| Excerpted text |

So, Zaxara is already the negotiated endpoint. My group has already stepped back, and Zaxara is, like, the middle ground (and honestly, Zaxara isn't even that gross as commanders go; last night, several token hydras were dunked by
Blessed Reincarnation, only for them to flip into 0/0 real Hydras with X in their cost).
I think my real problem with it is that, I can enjoy losing games, as long as I felt I had an impact and that my deck kinda got to do what it was designed to do, even if it got disrupted. Last night, there was so much efficient exile removal, efficient graveyard hate, and overwhelming scaling power from the other generals (this was vs. Ephara, Aurelia 1.0, and Zaxara) that I felt like I didn't do anything at all.
folding_music wrote: ↑3 years ago
I would say stubbornly build decks at the power level you want to play at and keep playing them until other people break down and make decks at that level. giggle. I swear I heard someone say "the secret of the format is not to break it", or something?
This was my first thing to do. I mean, I built Adun. I have other terrible decks as well. I recently bought an
Angus Mackenzie so I could play him. The difficulty is that I don't feel like my decks are enjoyable anymore. In terms of game design, games have some minimum criteria in order to be fun, and one of those criteria is that you need to feel like you have a chance to win. With many of my decks, I don't really feel like I have a chance, or that if I do, it was because my opponents made such egregious misplays that I could have been playing 99 Mountain
Ashling the Pilgrim and never truly had any agency in it.

| Data provided |
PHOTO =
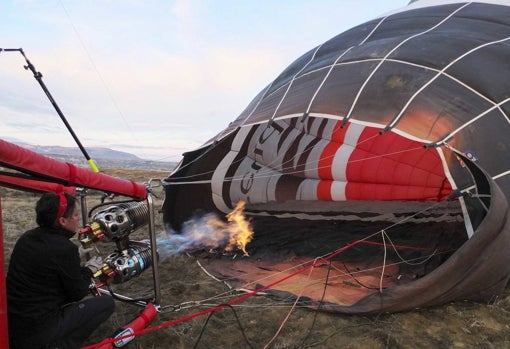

| Aim 1 |
In the forum post about Commander, which three generals did the writer play against last night?
| Aim 2 |
According to the forum post about Commander, why does the writer no longer find their decks enjoyable?
| Aim 3 |
Pick up the forum post about Commander after its final sentence and continue writing it.

| Answer 1 |
Ephara, Aurelia 1.0, and Zaxara.

| Answer 2 |
A game must meet certain minimum criteria to be fun, and one of them is feeling that you have a chance to win. With many of the writer's decks, that chance seems absent. Any win would come only from opponents' egregious misplays, not from the writer's own agency.

| Answer 3 |
My playgroup is enjoying themselves. The Zaxara player (who made their deck pretty light) was *definitely* having fun just lobbing out hydras. They didn't take serious pains to protect them, main phase tapped out, didn't hold mana for countermagic. They're a technically good player, but they've built their deck to be pretty weak
knowing that Zaxara is powerful. I think it would be silly for me to not enjoy myself while other people are enjoying themselves. I don't really have anyone to blame but myself for playing Adun; I like the nostalgia and old-school-cool factor, but it falls short everywhere else.
I guess, I feel like even middle-of-the-road generals printed in the last couple of years are so powerful that even naive and poorly played versions of them will outstrip anything something like Adun can do when you attempt to build around Adun (instead of just playing some brand of Jund combo that doesn't much care about the general).